Point labeling examples
■ ■ ■ ■
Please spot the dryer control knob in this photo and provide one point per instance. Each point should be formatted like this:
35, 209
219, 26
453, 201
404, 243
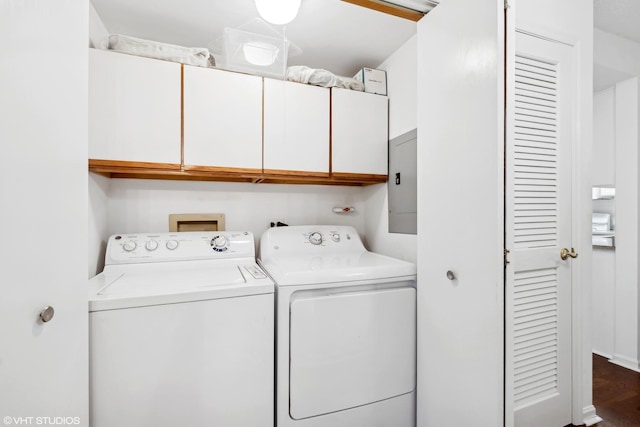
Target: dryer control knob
315, 238
129, 245
151, 245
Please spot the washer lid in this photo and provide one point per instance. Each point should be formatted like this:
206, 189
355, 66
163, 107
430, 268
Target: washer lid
336, 268
167, 283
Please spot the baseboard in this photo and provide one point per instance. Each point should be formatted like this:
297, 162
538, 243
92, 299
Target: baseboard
589, 416
625, 362
600, 353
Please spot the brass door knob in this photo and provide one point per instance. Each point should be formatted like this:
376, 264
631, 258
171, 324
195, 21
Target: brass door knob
47, 314
564, 253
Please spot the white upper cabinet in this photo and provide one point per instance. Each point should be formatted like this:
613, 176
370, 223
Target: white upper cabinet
134, 108
222, 119
296, 127
359, 128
■ ■ ■ ■
WHAT TO WORK ON: Take the line that contains "Please spot the baseboard" and each line after it down to the last of the records, and retype them exactly; add nothing else.

WORKED ANSWER:
Please spot the baseboard in this photo and provide one point per instance. Each point should be formatted like this:
297, 162
538, 243
92, 299
Target: baseboard
589, 416
625, 362
600, 353
Please spot the brass door knob in this photo and provide one point per instance. Each point should be formatted like this:
376, 264
631, 258
171, 324
195, 21
Target: brass door knob
47, 314
564, 253
Please spot the white upper cabinet in this photo and provide one point per instance. Each point should be formatted like this:
613, 176
370, 223
Target: white upper cabinet
134, 108
222, 119
296, 127
359, 128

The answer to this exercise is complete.